WHAT IS BEING ASKED: Set down exactly the lines from the one containing "108L140 137L144 233L230" to the final line of the records below, with every picture omitted.

======== TASK MATERIAL ========

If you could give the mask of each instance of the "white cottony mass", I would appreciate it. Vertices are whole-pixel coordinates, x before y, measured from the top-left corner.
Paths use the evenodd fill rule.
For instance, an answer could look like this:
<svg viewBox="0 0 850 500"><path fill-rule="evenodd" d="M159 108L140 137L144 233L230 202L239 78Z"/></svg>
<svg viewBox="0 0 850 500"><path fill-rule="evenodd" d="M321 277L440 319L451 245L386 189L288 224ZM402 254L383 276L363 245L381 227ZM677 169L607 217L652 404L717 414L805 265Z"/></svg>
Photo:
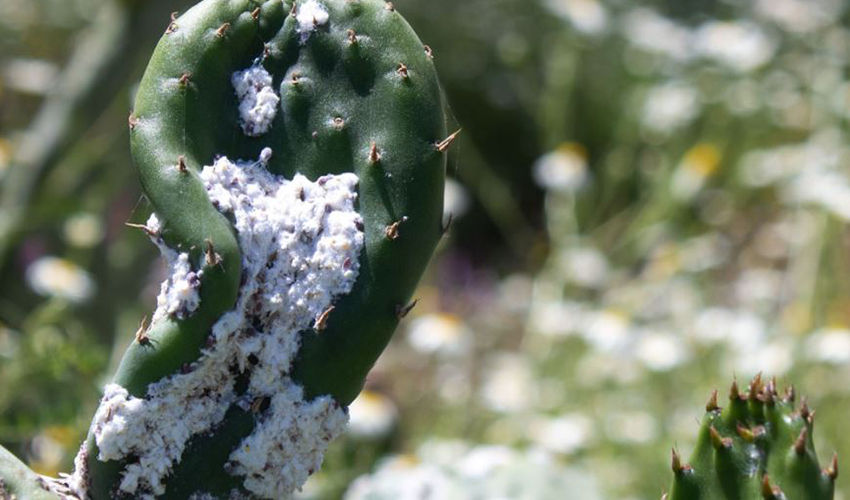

========

SOLVED PROBLEM:
<svg viewBox="0 0 850 500"><path fill-rule="evenodd" d="M159 108L140 137L144 233L230 202L239 78Z"/></svg>
<svg viewBox="0 0 850 500"><path fill-rule="evenodd" d="M321 277L440 319L451 245L386 189L288 224ZM402 254L383 276L363 245L381 227ZM677 169L607 217L652 404L717 414L805 265Z"/></svg>
Photo:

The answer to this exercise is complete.